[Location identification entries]
+ + + +

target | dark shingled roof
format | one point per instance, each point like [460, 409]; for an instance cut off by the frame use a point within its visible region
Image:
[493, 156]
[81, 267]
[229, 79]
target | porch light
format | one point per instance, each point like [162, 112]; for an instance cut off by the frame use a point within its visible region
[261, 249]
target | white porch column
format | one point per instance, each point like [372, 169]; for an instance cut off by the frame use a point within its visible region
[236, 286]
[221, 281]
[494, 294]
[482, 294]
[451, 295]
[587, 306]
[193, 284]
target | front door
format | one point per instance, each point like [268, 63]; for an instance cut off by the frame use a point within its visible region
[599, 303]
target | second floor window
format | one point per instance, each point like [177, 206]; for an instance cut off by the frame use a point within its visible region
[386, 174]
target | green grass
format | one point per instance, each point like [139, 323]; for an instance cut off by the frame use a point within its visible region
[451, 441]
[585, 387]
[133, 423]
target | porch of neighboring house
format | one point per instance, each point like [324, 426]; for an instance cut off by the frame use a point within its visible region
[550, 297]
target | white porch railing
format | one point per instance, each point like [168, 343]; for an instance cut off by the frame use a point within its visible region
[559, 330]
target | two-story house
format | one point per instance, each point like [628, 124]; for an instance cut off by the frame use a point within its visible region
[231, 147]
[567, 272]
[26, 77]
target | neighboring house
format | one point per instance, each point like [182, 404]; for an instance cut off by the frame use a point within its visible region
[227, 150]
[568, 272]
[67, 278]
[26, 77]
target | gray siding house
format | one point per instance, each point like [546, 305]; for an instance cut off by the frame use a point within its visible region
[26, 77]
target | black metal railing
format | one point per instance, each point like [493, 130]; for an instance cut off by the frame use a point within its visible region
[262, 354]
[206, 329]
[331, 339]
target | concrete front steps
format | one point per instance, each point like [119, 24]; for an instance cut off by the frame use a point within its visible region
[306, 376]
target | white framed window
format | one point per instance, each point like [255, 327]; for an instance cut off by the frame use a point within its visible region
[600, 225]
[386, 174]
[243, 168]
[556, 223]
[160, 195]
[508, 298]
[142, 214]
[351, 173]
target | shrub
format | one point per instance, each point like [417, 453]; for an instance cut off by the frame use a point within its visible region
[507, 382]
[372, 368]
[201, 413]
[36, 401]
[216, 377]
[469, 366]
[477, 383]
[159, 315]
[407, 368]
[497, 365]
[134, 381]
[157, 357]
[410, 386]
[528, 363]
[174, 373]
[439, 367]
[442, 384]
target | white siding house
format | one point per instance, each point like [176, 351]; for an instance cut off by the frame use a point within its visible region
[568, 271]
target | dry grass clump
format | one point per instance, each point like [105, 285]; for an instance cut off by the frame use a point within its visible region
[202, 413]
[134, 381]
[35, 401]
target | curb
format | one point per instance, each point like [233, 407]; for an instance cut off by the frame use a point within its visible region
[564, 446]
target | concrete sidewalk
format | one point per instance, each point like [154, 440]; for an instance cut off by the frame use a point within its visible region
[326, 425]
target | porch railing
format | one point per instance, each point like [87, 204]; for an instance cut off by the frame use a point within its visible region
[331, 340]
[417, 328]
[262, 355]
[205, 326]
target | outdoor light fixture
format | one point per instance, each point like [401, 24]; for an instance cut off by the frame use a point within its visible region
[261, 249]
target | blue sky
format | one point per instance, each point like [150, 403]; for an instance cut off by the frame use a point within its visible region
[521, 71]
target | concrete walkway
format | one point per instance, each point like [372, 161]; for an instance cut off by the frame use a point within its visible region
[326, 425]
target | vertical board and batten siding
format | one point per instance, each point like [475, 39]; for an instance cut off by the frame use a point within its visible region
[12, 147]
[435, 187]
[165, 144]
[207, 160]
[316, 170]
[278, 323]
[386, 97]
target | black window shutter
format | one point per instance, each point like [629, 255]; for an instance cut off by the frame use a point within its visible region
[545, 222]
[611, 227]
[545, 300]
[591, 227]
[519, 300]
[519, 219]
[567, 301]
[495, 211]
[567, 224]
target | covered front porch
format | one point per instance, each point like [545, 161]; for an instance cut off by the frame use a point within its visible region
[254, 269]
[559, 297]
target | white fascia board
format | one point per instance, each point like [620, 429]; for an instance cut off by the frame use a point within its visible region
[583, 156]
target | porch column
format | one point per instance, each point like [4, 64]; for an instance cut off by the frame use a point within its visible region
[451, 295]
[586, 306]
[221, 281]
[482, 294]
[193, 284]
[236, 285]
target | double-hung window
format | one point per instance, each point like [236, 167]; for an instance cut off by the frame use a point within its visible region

+ + + +

#### REQUEST:
Repeat the listing exactly, from its first line to its last.

#### COMPLETE RESPONSE:
target | dark shingled roof
format | one point per instance, each point like [460, 409]; for an instance cut off by the frame use a point within its visible region
Image:
[493, 156]
[81, 267]
[229, 79]
target | porch light
format | one point per instance, each point like [162, 112]; for an instance cut off by the frame use a point within its visible region
[261, 249]
target | white porch column
format | one point per instance, each point like [372, 169]; for an instance cut off by the frame use a point within its visible region
[236, 286]
[221, 281]
[494, 294]
[482, 294]
[451, 295]
[587, 306]
[193, 284]
target | front door
format | one point per instance, each point like [268, 63]; for an instance cut off by the frame use a point within its visible region
[599, 303]
target | second floor window
format | one point per instance, each point like [177, 206]; for an instance cut off by the frame use a point within its visible region
[386, 174]
target | green grass
format | one point per instance, each point like [139, 323]; for an instance cut off by the frame use a point within its visible region
[451, 441]
[585, 387]
[133, 423]
target | porch of neighboring house
format | one point per instance, each point like [324, 426]; for an instance cut off by the frame use a point within its visible region
[550, 297]
target | white porch railing
format | one point per instance, each point like [168, 343]; for an instance cut off by the frame use a point within its visible region
[559, 330]
target | two-story house
format | one point per instance, each point like [628, 124]; for an instance cut off by the frame use a point within its visible region
[231, 147]
[567, 272]
[26, 77]
target | neighboring house
format | one point per instance, each point like [182, 404]; for an instance cut off by the frame use a point within its visible region
[227, 150]
[568, 272]
[67, 278]
[26, 77]
target | gray siding house
format | one point per instance, each point like [546, 305]; for an instance cut off by the frame use a point within its visible region
[26, 77]
target | black metal railing
format | one point per instance, each point like [493, 130]; for an instance cut off by the frame use a point within its visible region
[262, 354]
[206, 329]
[331, 339]
target | concrete front steps
format | one point per instance, each point like [119, 24]; for an instance cut off by the frame use a point within its visible region
[306, 376]
target | white framed window
format | one point per instance, each point like [255, 327]; for an instance cut off by the frame use a point within its visible region
[600, 225]
[386, 174]
[243, 168]
[556, 223]
[160, 195]
[508, 298]
[142, 214]
[351, 173]
target | shrub
format | one point per instance, each point like [417, 453]; for an instance cut off by the frame use a point within its visible region
[507, 382]
[372, 368]
[201, 413]
[36, 401]
[216, 377]
[469, 366]
[477, 383]
[159, 315]
[407, 368]
[497, 365]
[134, 381]
[157, 357]
[410, 386]
[528, 363]
[174, 373]
[439, 367]
[442, 384]
target | white siding house
format | one point per instance, each point like [176, 351]; for an instance cut off by the frame use a point within its visible region
[568, 271]
target | dry grass clump
format | one point per instance, each point like [105, 285]; for an instance cut off by the frame use a point within its visible region
[202, 413]
[134, 381]
[35, 401]
target | curb
format | one point per instance, each point like [233, 407]; for an instance cut off by the frame use a point within its visible region
[564, 446]
target | concrete sidewalk
format | one point per instance, each point like [154, 440]; for an instance cut off by the frame use a point within its visible region
[326, 425]
target | porch railing
format | one point per instance, each point like [87, 204]; for an instance cut off by the frame use a point within its visible region
[331, 340]
[417, 328]
[262, 355]
[205, 326]
target | outdoor light fixture
format | one point per instance, each point like [401, 24]; for an instance cut off by the frame use a point within its visible region
[261, 249]
target | blue sky
format | one point per instance, each point like [150, 403]; for an instance cut off by the frame use a point within its visible region
[521, 71]
target | concrete walkway
format | one point per instance, each point like [372, 161]; for an instance cut off by the frame use a point within its visible region
[326, 425]
target | vertical board and batten siding
format | one point per instance, each point like [475, 39]; for an instance cut off by the frame use a point within its visible region
[12, 147]
[435, 187]
[165, 144]
[207, 160]
[316, 170]
[278, 323]
[386, 97]
target | black window shutter
format | one point per instance, each point like [629, 255]; for an instance cut off by the frame use a point within its visible region
[545, 222]
[611, 227]
[545, 300]
[591, 227]
[519, 300]
[519, 219]
[567, 301]
[495, 211]
[567, 224]
target | covered front porch
format | one point per instance, each point like [545, 161]; for an instance cut off by the frame use a point within its visible region
[254, 269]
[559, 297]
target | white fascia board
format | one point per instance, each point like [620, 429]; for an instance cut off by the frame use a point within its visible region
[583, 156]
target | porch column
format | one point per instance, each point like [4, 64]; for an instance cut off by the frame use a point within its visible region
[451, 295]
[586, 306]
[221, 281]
[482, 294]
[193, 284]
[236, 285]
target | double-hung window
format | one point per instance, each point like [236, 167]; for an instance cut off by the frame use a point within its visible region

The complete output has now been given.